Exercise goal —
Give the number of lines in the data below that contain "forward", and only that number.

Saved entries
------------------------------
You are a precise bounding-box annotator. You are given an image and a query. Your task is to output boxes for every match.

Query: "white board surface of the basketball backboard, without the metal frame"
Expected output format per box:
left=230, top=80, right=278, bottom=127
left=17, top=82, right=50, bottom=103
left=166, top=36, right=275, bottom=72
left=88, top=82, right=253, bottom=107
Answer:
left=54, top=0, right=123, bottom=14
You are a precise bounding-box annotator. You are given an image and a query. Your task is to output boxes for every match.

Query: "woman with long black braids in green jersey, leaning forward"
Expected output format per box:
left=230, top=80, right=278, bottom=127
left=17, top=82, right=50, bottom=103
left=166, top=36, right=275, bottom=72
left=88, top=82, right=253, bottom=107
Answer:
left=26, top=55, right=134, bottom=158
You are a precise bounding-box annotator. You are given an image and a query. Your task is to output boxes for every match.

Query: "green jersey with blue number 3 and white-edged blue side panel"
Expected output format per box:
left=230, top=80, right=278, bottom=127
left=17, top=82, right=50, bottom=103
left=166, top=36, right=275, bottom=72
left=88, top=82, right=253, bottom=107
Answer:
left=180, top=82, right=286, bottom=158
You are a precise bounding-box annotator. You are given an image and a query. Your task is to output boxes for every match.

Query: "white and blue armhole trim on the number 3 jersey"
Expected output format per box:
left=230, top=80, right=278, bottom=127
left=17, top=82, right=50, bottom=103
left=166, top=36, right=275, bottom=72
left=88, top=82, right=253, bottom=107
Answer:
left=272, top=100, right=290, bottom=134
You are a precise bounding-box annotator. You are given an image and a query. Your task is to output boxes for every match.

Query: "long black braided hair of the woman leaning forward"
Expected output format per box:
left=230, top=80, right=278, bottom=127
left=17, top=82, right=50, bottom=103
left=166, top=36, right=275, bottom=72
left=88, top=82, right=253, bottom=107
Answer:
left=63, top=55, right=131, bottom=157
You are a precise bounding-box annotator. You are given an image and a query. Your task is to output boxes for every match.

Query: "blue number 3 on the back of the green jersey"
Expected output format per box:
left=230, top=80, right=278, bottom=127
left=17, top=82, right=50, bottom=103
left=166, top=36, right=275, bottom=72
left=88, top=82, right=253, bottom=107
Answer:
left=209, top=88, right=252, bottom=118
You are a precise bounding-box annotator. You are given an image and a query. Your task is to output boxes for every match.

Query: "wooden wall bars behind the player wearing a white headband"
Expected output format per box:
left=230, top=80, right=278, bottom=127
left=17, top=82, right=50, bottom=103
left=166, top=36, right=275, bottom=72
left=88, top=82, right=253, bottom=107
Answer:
------------------------------
Answer to this exercise —
2